§ Set problem
Extend the editorial on restoring Hetch Hetchy Valley, continuing after its closing sentence.

§ Excerpt to read
****************

ANYONE WHO PROPOSED damming and inundating Hetch Hetchy Valley today would be run out of the state before you could say "John Muir." But a century ago, the great naturalist fought in vain to preserve the valley, which rivals Yosemite Valley for granite-walled grandeur. Instead, it was filled with water and became a reservoir for San Francisco.

The construction of O'Shaughnessy Dam was unquestionably a mistake. But it's not at all clear that dismantling the dam and restoring the valley is the right thing to do now.

An admirably impartial state report brought some clarity to the issue this week. It is entirely feasible to drain Hetch Hetchy and still provide San Francisco with water. But restoring the valley would be hellishly expensive -- $3 billion to $10 billion. Environmentalists had said it would cost far less.

People can and do continue to quibble over the expense -- would it really take up to $1.8 billion, as the state says, for engineering, legal and paperwork alone? -- but the prohibitive bottom line remains. Restoring Hetch Hetchy is a beautiful environmental dream. But it does not belong on anyone's short list of priority projects.

****************

§ Coordinate annotation entries
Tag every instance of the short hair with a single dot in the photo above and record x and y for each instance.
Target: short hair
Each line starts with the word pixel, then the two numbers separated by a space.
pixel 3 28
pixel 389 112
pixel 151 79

****************

§ Task result
Not only must the cost of restoring Hetch Hetchy be balanced against the laundry list of state infrastructure needs, it also must be weighed alongside bigger environmental threats. Located within Yosemite National Park, Hetch Hetchy is protected from further damage in ways that many other wild resources are not. The billions of dollars needed to restore it could buy a lot of land threatened with development or oil drilling. The money could be used to protect the habitat of a species that might otherwise go extinct, or to combat air pollution in national parks and forests.

By contrast, the main idea behind restoring Hetch Hetchy is to open it to tourism and recreation -- a worthy goal, certainly. It is not, however, especially urgent. If we someday decide we want to pay whatever it costs to enjoy the Hetch Hetchy Valley instead of the Hetch Hetchy Reservoir -- well, the valley will still be there decades from now.

Until that day comes, there is one question that hasn't been asked but should be: Why isn't Hetch Hetchy open to limited recreation as it is, as a spectacularly scenic lake where people could fish or use non-motorized boats? The fact that water fills the valley to a depth of 300 feet doesn't make the valley's nearly 2,000-foot cliffs less imposing.

San Franciscans would undoubtedly squawk, as they do over any proposal that would affect their water supply. And the regional water district might have to upgrade the reservoir's water-treatment system. But the state should be asking this question -- and ending the debate over whether it should be spending millions more to study a currently unaffordable water project.